Retype the stretch of the Blu-ray review below word for word, beginning at the words "For this Blu-ray" and stopping after "its DVD counterpart.".

Text section START

Much of the picture shows its age and is riddled with scratches and dirt. However, considering its low-budget origins, the presentation isn't horrible to look at. Contrast and brightness levels noticeably waver throughout, making flesh tones suffer and creating a generally flat image, but they're stable for the most part with some strong, deep blacks in a few sequences. Colors are the video's strongest feature and often pop in many scenes, especially reds and greens. The video is nicely detailed with a thin layer of film grain and shows a fair amount of good clarity, yet the transfer is overall pretty inconsistent, with many instances of poor resolution. Comparably speaking, the Blu-ray is an improvement over the previous two DVD releases -- the best it might ever look -- and fans will likely be satisfied by this cult favorite.
Despite what the back of the keepcase has printed, the only audio option available is the lossy Dolby Digital mono track. Normally, this wouldn't be something to complain about as I'd much prefer soundtracks with the least amount of modifications done to them, but unfortunately, the sound quality on this Blu-ray is rather disappointing. On the one hand, the mix exhibits fine fidelity, clear, succinct vocals, and plenty of discrete activity to give the movie an enjoyable and welcoming soundstage, but on the other hand, there are several instances of pops and hisses that are evident throughout, and the couple of dropouts are quite distracting. While the audio being restricted to the center channel isn't necessarily a bad thing, it does feel pretty bland and somewhat lifeless, especially when the music kicks in. Overall, the track is only a small improvement and mildly enjoyable.
For this Blu-ray Collector's Edition of 'Rock 'n' Roll High School,' Shout! Factory jam packs the disc with strong collection of special features. While a majority of the featurettes is new to this Roger Corman's Cult Classic label, it is the same set of supplements as its DVD counterpart.
The next track is new and recorded special for this edition of the movie. Director Allan Arkush returns to reminisce on the on-set shenanigans with P.J. Soles and Clint Howard. The conversation is non-stop and very lively as each person is given ample time to share anecdotes on everything from casting to character motivation. Highlights are Arkush and P.J. Soles talking about how they discovered the music of the Ramones and Soles fighting with Rod Stewart over the same red jacket seen at the beginning of the movie.
The final two tracks are also freshly recorded, bringing back some unheard voices for the first time. The commentary with legendary producer Roger Corman and actress Dey Young, who played Kate Rambeau in the film, isn't as entertaining as the previous two and fails to offer anything new. With several gaps of silence throughout, the conversation consists mostly of remarks related to what is seen on screen. Last on the list is a writer's track with Richard Whitley and Russ Dvonch. While the chat is a bit livelier, the discussion is a purely technical one with strict observations on the writing process, character development, and ideas/scenes which never made it the final cut. For those interested on script writing, the commentary is quite enlightening and an easy on the ears.

Text section END
Dataset extract START

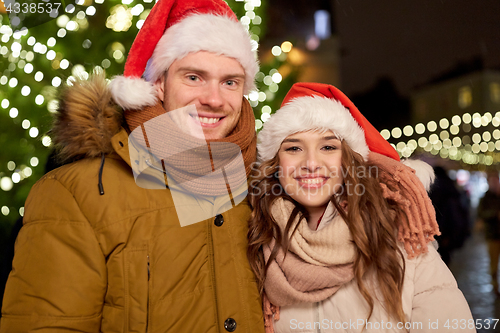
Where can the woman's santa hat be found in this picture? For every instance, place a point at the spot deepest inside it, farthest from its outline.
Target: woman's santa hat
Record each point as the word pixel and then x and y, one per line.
pixel 317 106
pixel 172 30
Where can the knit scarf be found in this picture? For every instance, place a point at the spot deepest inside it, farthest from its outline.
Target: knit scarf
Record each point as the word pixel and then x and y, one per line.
pixel 206 167
pixel 400 184
pixel 316 265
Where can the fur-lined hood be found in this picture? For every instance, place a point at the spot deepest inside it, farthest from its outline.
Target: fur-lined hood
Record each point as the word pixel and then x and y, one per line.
pixel 86 120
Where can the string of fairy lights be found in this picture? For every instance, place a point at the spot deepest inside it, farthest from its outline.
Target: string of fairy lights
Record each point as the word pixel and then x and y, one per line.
pixel 472 139
pixel 25 48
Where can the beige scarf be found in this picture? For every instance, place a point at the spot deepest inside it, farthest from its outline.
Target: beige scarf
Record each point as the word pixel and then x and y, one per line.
pixel 316 265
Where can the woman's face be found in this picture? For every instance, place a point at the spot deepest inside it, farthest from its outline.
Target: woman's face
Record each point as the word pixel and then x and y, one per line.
pixel 310 167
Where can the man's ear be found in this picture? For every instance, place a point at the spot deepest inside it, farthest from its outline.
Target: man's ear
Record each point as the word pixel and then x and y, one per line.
pixel 158 86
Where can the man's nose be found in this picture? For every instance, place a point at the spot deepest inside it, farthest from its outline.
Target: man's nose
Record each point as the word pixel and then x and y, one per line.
pixel 212 95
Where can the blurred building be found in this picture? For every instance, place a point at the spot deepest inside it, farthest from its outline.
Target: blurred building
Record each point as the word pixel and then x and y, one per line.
pixel 454 117
pixel 310 29
pixel 470 93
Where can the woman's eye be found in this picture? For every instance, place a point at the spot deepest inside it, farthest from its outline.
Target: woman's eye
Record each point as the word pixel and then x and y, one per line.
pixel 292 149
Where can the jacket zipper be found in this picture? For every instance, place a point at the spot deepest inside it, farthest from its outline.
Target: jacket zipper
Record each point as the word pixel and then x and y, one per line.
pixel 211 260
pixel 317 316
pixel 147 305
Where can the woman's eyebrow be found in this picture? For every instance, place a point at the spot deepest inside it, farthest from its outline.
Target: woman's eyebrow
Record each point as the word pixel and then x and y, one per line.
pixel 291 140
pixel 331 137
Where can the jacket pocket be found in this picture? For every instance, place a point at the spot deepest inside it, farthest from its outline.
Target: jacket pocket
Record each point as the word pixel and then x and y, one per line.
pixel 136 289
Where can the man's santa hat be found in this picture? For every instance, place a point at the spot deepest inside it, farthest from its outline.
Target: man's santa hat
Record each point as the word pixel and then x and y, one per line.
pixel 317 106
pixel 172 30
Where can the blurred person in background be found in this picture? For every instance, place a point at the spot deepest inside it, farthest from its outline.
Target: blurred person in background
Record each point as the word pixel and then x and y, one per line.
pixel 488 211
pixel 451 214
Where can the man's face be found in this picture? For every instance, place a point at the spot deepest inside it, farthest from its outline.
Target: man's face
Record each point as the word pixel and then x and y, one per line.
pixel 213 83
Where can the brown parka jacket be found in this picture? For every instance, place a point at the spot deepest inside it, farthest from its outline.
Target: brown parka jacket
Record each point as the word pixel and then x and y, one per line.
pixel 120 262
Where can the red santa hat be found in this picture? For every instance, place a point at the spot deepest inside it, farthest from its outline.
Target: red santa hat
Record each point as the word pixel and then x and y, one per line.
pixel 317 106
pixel 172 30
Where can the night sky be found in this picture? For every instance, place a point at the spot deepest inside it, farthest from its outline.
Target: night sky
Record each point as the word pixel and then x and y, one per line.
pixel 413 41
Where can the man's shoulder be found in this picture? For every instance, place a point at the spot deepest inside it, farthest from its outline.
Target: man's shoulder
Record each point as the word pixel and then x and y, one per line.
pixel 75 187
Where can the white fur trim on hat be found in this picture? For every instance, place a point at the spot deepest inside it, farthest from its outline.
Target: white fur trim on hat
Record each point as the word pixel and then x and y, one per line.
pixel 205 32
pixel 423 170
pixel 132 93
pixel 310 113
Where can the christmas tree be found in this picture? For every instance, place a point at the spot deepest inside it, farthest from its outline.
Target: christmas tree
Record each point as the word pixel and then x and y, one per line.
pixel 43 50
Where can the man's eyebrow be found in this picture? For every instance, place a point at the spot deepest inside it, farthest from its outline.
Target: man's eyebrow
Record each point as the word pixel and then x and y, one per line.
pixel 204 72
pixel 192 69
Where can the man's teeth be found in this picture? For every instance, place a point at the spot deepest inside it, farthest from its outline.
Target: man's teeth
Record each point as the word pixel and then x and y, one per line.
pixel 312 180
pixel 205 120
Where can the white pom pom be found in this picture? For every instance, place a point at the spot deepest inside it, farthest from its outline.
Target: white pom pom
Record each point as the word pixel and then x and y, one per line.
pixel 132 93
pixel 424 172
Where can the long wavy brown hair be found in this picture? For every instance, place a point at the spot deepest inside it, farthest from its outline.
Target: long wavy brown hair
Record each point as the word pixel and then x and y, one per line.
pixel 370 218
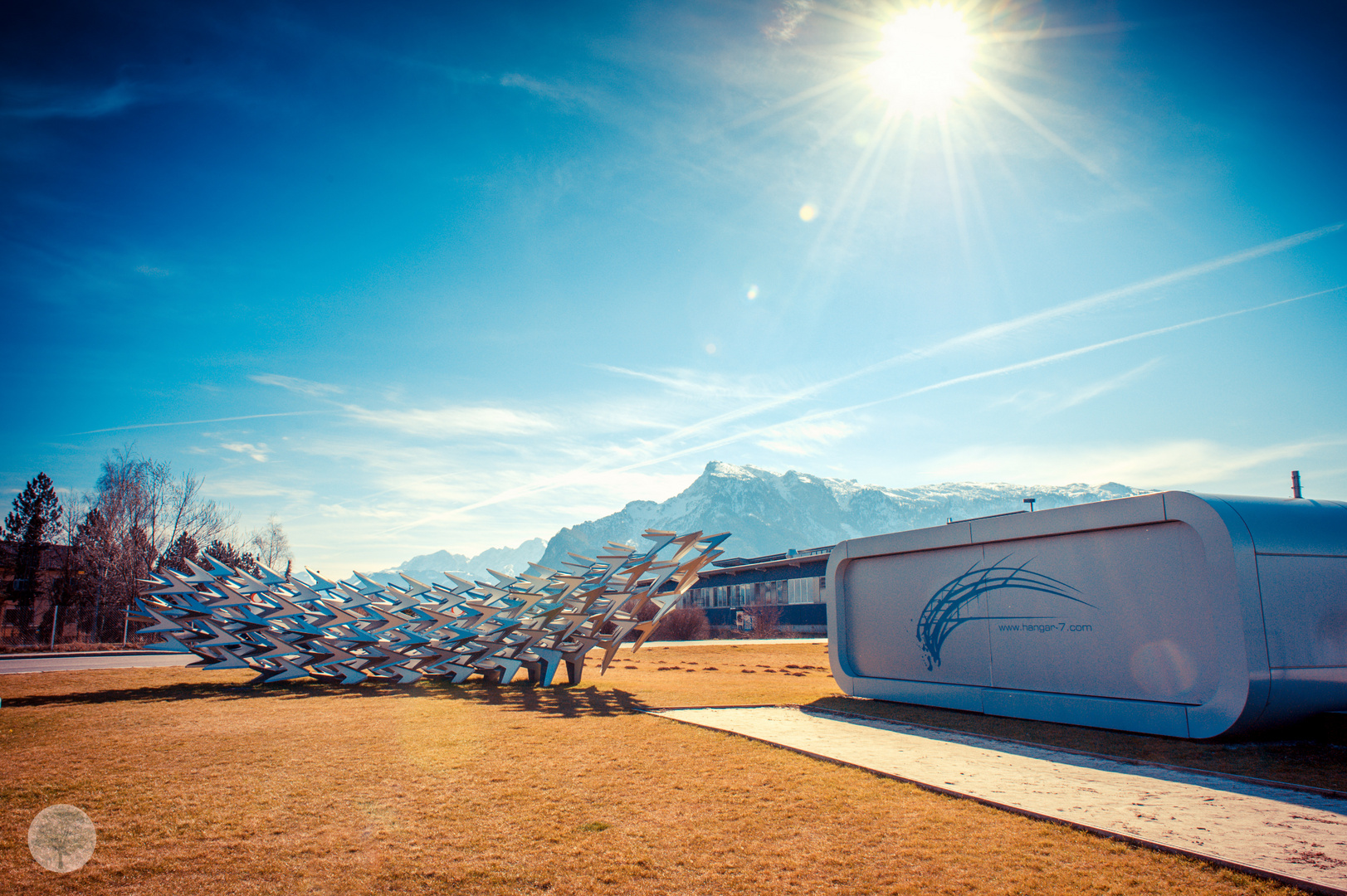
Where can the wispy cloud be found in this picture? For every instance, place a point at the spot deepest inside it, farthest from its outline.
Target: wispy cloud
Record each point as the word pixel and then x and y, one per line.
pixel 256 451
pixel 69 101
pixel 997 332
pixel 1096 390
pixel 1172 464
pixel 693 383
pixel 295 384
pixel 804 440
pixel 788 19
pixel 603 465
pixel 216 419
pixel 453 421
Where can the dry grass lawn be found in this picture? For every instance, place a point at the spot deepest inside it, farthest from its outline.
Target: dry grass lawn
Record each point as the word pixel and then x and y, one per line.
pixel 203 786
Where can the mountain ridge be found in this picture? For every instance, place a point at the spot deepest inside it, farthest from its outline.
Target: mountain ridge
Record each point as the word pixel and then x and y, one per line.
pixel 768 512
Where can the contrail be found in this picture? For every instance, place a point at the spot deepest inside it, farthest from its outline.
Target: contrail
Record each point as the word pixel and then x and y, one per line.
pixel 218 419
pixel 1005 328
pixel 970 377
pixel 815 416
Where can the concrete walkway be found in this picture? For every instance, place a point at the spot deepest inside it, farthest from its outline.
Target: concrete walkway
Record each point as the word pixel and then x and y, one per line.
pixel 1296 835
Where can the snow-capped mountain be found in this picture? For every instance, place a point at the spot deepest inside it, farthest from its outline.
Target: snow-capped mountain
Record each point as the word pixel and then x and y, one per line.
pixel 430 567
pixel 771 512
pixel 768 514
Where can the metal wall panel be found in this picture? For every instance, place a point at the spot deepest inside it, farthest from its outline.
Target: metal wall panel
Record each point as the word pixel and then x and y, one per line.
pixel 1152 613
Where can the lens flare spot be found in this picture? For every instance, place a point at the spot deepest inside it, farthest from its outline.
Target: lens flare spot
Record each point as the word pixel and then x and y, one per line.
pixel 925 60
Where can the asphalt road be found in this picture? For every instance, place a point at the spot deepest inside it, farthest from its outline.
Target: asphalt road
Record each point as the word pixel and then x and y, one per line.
pixel 75 662
pixel 23 663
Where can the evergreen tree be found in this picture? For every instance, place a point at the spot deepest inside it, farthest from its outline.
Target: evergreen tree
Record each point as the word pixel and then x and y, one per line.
pixel 34 522
pixel 37 514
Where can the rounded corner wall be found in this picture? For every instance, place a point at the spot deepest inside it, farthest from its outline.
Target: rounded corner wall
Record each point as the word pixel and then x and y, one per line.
pixel 1140 613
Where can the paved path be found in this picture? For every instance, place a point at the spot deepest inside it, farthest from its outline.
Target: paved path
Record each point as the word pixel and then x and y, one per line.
pixel 76 662
pixel 1295 835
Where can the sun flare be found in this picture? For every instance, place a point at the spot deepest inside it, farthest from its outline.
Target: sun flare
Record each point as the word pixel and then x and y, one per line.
pixel 927 60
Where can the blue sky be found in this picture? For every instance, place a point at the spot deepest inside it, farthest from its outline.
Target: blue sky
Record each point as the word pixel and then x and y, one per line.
pixel 422 276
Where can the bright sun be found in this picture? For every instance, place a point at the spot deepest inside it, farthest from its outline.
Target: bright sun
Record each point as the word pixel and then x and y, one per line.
pixel 927 60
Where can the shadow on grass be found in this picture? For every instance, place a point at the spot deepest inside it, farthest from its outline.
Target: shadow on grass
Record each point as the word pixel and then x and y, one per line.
pixel 558 701
pixel 1310 753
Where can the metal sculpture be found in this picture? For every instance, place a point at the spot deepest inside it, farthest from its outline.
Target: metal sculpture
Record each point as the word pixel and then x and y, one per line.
pixel 360 630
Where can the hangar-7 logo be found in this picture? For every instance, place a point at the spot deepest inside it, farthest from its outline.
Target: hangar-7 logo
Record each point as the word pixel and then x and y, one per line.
pixel 947 608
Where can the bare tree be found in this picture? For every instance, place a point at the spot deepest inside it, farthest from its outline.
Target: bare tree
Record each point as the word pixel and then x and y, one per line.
pixel 270 544
pixel 135 519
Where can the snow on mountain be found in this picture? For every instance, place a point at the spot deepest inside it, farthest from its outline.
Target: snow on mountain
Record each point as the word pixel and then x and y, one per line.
pixel 430 567
pixel 771 512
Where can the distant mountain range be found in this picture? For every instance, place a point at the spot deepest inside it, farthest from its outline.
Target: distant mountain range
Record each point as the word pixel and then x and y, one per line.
pixel 432 567
pixel 771 512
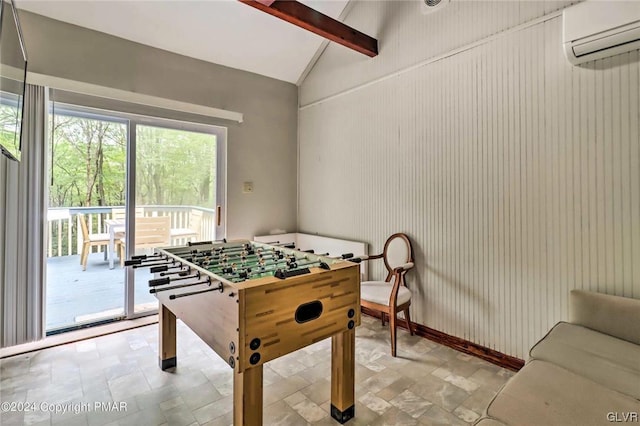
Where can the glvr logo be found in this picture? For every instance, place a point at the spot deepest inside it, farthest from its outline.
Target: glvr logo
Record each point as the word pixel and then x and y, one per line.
pixel 625 416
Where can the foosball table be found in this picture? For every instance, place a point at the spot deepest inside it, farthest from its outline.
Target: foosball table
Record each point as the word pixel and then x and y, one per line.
pixel 254 302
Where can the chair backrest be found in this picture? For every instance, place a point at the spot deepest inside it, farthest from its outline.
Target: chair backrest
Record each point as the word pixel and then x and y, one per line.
pixel 83 226
pixel 120 214
pixel 153 231
pixel 397 252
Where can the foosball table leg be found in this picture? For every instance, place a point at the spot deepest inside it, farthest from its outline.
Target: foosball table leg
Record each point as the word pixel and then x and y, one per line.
pixel 247 397
pixel 167 338
pixel 342 375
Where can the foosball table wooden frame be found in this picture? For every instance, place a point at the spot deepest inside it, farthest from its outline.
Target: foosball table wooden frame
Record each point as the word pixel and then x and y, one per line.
pixel 251 322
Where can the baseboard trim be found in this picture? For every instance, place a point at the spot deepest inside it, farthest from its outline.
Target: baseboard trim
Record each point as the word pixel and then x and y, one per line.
pixel 462 345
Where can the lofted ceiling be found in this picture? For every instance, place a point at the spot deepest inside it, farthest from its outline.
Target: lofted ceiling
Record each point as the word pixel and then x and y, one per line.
pixel 224 32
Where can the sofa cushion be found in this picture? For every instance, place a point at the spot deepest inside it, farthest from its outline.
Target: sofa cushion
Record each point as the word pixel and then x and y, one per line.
pixel 545 394
pixel 614 315
pixel 611 362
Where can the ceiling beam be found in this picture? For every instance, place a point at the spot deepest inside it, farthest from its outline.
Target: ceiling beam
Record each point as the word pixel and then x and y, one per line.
pixel 310 19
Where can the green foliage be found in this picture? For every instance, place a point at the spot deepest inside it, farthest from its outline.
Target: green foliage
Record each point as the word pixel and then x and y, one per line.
pixel 174 167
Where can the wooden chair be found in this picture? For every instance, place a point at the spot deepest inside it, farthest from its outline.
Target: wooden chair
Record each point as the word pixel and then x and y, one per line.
pixel 90 240
pixel 151 232
pixel 391 295
pixel 193 228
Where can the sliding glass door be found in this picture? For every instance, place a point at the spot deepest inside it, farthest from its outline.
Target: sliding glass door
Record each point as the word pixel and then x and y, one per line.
pixel 176 188
pixel 113 176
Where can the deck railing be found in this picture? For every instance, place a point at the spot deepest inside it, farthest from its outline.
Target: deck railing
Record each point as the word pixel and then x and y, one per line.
pixel 65 234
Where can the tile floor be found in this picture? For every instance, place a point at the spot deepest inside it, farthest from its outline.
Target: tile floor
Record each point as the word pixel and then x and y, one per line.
pixel 427 384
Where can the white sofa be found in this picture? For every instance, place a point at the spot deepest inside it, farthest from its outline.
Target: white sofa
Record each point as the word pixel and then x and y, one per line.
pixel 584 372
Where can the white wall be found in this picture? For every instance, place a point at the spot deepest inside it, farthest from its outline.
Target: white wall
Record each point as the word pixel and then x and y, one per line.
pixel 516 174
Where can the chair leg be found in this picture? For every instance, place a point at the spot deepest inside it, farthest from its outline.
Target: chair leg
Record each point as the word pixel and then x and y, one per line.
pixel 83 256
pixel 407 320
pixel 121 254
pixel 392 326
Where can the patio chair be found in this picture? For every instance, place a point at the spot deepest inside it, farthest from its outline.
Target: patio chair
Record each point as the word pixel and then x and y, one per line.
pixel 90 240
pixel 151 232
pixel 193 229
pixel 120 213
pixel 391 295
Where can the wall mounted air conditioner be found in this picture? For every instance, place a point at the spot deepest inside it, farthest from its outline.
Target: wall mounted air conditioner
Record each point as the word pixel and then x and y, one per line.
pixel 597 29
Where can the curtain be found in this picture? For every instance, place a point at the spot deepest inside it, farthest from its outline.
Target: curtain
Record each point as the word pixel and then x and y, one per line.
pixel 23 207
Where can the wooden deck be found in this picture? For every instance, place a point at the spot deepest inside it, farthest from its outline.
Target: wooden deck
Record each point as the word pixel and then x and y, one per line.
pixel 75 296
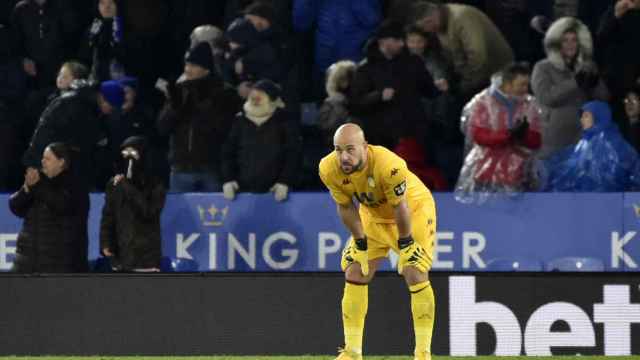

Dataset extract END

## Written answer
For this Blu-ray Collector's Edition of 'Rock 'n' Roll High School,' Shout! Factory jam packs the disc with strong collection of special features. While a majority of the featurettes is new to this Roger Corman's Cult Classic label, it is the same set of supplements as its DVD counterpart.